● Goal of the exercise: Below are entries; copy exactly the lines from the one with "positive clicks: (556, 519)" through the one with "negative clicks: (509, 530) (593, 440)", both included, and leave out the rest.

Saved data entries
───

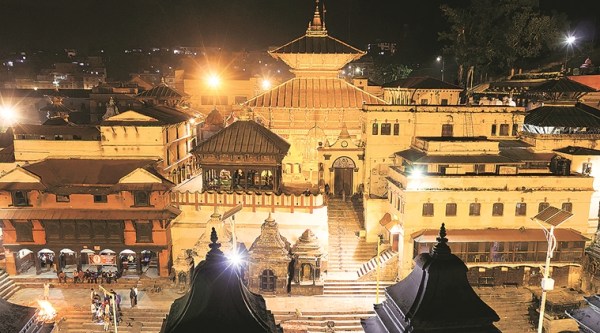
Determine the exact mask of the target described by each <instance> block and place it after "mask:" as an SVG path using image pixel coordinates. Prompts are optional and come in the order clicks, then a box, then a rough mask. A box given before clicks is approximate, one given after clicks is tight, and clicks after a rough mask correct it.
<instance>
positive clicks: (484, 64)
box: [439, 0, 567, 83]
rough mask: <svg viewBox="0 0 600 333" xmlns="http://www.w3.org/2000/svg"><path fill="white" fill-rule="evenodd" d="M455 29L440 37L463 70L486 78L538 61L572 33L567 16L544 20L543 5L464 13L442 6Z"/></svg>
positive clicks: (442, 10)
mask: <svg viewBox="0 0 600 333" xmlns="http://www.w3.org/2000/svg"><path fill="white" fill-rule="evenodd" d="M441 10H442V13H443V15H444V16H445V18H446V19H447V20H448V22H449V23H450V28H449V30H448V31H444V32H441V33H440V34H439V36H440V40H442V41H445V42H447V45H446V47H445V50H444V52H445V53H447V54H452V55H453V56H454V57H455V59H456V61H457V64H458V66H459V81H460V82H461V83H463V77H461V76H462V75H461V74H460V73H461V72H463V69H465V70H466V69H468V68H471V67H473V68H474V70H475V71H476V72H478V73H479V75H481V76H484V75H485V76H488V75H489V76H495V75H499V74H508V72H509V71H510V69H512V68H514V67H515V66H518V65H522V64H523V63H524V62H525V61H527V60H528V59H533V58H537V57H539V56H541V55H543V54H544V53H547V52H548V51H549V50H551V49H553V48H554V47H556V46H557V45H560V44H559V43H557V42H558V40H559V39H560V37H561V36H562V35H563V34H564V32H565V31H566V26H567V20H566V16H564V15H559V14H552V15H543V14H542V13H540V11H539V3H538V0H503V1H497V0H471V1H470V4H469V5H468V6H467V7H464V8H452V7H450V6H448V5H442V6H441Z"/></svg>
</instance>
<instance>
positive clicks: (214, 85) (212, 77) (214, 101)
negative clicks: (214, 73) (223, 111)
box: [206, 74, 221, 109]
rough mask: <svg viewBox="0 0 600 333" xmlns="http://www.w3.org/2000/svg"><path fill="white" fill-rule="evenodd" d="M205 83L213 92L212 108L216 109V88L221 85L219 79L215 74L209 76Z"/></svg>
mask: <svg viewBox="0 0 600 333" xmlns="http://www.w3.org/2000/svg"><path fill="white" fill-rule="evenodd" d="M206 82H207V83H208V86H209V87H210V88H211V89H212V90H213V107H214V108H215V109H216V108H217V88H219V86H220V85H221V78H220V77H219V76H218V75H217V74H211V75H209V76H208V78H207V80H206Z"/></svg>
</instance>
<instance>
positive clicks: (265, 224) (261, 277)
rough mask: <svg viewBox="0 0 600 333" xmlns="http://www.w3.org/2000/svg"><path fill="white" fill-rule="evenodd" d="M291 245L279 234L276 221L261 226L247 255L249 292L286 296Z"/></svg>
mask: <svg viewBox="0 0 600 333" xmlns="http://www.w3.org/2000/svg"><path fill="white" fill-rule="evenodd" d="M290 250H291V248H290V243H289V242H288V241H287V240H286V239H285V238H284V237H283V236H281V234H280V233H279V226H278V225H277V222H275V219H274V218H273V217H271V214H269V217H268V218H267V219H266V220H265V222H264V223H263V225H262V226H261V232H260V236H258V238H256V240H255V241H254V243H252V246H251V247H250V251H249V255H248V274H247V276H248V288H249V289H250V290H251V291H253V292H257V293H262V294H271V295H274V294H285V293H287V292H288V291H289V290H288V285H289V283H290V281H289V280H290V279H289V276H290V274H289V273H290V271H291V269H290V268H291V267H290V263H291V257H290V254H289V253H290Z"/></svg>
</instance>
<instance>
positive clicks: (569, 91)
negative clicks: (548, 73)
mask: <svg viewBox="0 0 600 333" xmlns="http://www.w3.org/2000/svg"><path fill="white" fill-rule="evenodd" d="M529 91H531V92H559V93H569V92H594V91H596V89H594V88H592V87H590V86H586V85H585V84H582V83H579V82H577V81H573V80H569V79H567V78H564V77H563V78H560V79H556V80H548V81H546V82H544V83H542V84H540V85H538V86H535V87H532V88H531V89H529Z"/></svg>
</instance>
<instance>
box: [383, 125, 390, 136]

───

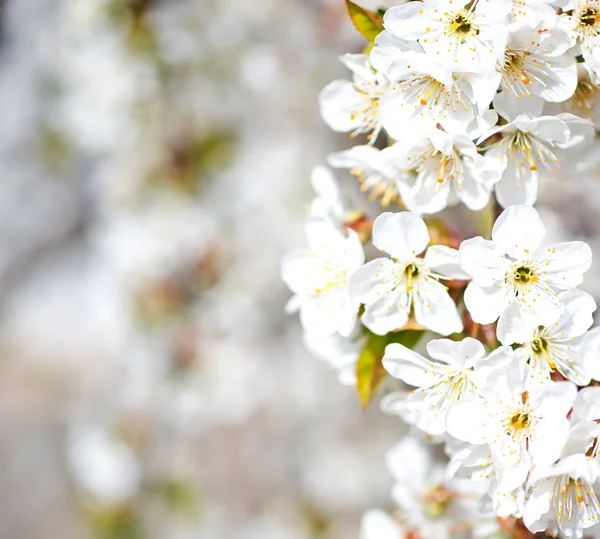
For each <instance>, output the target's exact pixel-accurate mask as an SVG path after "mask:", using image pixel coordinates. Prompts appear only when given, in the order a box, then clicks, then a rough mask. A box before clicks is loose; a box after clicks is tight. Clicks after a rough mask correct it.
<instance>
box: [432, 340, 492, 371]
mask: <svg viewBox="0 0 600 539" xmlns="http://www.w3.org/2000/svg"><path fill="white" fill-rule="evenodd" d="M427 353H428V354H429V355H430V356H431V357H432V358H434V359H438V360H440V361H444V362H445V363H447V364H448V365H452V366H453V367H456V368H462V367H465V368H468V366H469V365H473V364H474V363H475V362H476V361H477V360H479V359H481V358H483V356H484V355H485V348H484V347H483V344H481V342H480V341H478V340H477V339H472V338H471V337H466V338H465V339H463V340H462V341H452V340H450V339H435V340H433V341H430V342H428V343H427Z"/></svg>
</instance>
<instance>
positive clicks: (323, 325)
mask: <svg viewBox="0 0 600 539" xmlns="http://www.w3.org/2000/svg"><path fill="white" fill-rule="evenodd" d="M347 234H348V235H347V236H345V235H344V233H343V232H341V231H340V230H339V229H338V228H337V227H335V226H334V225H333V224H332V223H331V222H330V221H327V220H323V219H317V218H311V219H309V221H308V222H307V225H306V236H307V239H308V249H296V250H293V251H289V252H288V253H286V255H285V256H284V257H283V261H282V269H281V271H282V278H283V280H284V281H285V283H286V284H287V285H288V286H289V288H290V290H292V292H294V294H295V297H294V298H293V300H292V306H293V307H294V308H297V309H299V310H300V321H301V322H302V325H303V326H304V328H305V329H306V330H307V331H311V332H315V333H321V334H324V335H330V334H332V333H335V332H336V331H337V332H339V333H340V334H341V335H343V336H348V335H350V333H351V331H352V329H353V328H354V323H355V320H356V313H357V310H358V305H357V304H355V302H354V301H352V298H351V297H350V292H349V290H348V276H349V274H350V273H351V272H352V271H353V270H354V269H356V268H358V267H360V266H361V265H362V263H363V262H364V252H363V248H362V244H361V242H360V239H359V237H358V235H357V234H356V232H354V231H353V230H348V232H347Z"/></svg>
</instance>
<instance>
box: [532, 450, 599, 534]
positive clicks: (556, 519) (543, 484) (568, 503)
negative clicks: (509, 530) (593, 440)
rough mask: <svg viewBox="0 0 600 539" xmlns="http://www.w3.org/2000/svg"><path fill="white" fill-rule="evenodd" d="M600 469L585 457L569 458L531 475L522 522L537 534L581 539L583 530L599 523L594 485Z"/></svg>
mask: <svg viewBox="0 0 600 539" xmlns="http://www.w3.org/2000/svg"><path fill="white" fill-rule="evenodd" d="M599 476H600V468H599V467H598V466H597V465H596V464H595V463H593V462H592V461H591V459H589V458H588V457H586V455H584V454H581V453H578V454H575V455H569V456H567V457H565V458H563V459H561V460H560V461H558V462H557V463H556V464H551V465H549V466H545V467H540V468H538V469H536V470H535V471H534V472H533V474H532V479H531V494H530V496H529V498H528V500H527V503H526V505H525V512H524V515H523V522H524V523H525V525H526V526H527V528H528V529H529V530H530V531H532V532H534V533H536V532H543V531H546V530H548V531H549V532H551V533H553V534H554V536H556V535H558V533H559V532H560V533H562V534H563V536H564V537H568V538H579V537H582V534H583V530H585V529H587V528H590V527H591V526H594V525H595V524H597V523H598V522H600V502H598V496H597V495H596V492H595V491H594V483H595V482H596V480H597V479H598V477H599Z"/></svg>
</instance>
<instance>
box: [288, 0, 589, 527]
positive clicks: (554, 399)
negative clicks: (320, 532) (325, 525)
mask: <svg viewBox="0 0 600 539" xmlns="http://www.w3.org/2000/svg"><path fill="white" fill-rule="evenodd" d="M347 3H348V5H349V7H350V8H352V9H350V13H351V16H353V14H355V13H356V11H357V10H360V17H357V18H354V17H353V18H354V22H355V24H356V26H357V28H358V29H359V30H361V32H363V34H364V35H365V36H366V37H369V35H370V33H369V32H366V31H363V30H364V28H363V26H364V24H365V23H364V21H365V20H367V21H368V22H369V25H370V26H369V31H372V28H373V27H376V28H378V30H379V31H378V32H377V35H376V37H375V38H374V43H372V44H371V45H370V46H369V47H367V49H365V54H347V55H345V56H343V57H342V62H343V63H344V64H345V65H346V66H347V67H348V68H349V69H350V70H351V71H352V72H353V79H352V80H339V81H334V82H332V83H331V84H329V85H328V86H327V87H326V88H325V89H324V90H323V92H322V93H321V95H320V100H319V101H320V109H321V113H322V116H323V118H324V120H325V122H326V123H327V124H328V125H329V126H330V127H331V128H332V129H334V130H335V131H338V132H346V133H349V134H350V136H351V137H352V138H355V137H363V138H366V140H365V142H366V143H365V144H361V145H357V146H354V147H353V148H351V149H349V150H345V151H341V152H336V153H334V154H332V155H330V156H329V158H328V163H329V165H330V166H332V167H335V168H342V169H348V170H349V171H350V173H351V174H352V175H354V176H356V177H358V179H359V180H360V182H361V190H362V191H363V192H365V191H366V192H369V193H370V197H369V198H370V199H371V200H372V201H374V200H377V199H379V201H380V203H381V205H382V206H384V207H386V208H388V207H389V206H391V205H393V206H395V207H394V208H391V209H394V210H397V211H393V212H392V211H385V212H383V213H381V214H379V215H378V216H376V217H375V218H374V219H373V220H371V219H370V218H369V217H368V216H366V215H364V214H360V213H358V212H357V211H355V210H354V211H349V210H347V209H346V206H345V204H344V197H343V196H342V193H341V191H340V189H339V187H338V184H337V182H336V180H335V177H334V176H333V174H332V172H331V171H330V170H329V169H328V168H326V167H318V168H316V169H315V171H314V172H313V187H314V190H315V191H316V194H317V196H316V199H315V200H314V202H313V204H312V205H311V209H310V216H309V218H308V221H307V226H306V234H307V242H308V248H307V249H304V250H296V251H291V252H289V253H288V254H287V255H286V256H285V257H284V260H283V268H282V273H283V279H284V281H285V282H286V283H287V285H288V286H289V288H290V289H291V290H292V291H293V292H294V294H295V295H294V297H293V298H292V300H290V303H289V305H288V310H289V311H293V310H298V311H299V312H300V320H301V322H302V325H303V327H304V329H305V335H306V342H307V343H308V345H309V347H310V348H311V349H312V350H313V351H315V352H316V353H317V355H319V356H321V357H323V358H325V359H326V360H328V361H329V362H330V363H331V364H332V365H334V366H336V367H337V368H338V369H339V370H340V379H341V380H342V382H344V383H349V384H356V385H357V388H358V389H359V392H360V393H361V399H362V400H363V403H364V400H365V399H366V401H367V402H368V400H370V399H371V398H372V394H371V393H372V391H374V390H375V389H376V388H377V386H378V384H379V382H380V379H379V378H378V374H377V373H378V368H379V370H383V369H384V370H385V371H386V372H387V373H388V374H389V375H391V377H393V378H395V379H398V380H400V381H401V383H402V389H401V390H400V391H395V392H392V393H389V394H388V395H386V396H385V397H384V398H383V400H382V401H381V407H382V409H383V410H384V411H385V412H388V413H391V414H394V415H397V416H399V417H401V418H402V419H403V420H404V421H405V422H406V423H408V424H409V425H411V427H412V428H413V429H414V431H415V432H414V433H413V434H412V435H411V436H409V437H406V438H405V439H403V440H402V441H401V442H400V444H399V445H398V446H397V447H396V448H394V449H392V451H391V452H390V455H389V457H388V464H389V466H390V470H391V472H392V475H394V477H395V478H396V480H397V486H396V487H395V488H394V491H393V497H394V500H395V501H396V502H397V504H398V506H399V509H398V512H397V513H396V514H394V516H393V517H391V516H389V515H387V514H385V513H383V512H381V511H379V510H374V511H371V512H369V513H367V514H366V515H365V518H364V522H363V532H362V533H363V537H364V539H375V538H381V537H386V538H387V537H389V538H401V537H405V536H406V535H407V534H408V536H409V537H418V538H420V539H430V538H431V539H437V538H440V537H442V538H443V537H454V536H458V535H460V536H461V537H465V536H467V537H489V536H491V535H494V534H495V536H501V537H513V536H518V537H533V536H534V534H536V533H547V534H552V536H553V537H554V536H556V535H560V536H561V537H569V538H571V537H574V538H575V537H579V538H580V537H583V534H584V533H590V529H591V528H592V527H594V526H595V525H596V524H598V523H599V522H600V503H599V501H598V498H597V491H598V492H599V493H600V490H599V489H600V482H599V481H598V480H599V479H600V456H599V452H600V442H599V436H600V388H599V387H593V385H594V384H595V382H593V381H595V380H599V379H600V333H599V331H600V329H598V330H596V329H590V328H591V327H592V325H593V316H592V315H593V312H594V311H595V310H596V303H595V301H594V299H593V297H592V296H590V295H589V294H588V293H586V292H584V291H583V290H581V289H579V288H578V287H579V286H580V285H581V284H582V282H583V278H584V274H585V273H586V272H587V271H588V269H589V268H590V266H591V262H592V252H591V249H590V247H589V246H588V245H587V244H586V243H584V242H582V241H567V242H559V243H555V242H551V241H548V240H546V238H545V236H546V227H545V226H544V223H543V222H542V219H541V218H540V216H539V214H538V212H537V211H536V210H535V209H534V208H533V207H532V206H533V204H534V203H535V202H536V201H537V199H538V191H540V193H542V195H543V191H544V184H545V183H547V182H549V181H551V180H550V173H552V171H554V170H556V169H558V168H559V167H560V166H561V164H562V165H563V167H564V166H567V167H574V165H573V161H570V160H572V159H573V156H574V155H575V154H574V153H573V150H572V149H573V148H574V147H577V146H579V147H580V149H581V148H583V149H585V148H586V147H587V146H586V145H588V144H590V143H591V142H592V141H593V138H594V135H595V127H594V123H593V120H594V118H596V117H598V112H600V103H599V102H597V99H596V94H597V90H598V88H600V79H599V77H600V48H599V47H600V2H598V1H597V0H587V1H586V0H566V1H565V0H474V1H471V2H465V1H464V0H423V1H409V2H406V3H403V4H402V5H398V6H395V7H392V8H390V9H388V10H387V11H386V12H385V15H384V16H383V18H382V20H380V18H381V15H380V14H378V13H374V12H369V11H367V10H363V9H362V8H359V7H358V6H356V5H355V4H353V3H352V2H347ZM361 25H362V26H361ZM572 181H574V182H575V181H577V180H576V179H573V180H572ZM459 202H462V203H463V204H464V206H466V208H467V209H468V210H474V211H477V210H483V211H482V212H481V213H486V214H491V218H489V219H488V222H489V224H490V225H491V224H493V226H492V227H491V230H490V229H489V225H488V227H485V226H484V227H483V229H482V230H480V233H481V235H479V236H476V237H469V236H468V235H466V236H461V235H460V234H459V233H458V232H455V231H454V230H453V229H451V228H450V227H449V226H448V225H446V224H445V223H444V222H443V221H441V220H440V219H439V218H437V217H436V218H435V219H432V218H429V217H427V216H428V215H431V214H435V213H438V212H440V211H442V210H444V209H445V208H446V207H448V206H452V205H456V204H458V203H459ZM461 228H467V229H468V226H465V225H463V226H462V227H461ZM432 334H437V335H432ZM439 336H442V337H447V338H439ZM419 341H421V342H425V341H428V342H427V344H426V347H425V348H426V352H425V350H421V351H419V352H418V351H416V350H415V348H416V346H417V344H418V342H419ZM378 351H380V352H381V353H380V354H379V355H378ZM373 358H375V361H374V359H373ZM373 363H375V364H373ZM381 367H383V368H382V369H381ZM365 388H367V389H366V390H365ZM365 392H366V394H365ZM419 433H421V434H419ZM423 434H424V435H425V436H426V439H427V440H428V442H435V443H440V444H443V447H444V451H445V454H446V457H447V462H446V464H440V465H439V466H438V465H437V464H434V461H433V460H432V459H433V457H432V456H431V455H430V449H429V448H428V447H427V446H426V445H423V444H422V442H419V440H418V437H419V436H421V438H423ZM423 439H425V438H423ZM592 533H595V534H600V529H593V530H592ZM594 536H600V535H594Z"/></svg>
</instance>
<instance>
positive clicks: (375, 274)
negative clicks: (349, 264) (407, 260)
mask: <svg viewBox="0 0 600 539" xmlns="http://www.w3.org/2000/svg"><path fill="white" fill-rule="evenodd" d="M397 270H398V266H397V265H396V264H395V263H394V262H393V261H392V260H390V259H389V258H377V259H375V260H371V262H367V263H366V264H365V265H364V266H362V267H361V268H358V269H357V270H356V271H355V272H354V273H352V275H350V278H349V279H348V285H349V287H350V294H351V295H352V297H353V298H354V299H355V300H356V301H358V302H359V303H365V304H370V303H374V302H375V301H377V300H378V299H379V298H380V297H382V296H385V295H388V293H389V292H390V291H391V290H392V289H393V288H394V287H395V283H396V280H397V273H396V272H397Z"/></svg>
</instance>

───

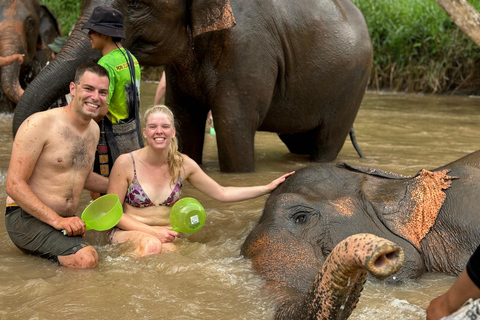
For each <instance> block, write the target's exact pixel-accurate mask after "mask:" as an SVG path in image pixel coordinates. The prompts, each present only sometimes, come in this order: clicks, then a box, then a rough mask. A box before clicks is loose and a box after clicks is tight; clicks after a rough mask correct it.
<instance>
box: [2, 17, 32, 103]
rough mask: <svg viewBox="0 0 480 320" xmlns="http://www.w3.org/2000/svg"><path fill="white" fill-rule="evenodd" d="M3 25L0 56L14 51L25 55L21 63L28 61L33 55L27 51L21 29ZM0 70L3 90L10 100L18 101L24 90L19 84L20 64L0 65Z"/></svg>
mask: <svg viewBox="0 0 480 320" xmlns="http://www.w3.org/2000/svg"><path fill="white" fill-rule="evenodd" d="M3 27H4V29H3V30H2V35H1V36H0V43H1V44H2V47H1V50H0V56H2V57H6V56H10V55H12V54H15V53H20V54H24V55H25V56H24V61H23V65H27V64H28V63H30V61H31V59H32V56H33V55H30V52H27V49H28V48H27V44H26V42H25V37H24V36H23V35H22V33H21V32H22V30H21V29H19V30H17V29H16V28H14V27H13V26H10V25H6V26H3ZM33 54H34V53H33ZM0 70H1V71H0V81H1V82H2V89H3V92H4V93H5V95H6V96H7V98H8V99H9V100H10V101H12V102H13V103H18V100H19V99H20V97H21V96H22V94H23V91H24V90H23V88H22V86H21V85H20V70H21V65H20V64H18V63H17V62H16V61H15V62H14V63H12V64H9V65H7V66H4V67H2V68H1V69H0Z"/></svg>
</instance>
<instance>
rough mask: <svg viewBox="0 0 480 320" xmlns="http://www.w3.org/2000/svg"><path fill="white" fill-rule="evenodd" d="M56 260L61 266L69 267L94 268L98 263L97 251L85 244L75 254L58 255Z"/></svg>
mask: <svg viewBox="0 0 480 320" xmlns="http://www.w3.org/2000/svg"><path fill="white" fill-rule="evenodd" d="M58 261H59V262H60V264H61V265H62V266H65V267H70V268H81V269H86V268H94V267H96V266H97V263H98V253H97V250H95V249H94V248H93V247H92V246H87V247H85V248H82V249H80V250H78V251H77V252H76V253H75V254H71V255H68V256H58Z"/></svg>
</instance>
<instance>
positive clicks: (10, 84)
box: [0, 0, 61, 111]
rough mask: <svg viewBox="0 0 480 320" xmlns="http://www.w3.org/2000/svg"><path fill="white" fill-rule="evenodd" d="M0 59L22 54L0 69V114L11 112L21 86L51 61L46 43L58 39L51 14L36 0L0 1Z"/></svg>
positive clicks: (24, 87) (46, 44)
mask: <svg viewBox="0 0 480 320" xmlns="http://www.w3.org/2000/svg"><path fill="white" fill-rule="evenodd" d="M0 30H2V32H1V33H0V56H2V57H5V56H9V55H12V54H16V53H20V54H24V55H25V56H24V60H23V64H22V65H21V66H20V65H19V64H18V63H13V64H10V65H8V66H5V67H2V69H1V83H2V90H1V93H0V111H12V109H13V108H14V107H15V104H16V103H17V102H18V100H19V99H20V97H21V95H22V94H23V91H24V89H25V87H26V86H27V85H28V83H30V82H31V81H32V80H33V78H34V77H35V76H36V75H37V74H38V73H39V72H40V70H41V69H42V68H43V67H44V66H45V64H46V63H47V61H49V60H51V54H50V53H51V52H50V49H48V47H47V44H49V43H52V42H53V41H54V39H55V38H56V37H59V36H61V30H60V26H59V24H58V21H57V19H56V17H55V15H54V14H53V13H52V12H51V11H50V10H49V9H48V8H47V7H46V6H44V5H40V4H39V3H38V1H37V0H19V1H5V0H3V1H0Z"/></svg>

───

● Written reply:
positive clicks: (556, 519) (543, 484) (568, 503)
negative clicks: (509, 530) (593, 440)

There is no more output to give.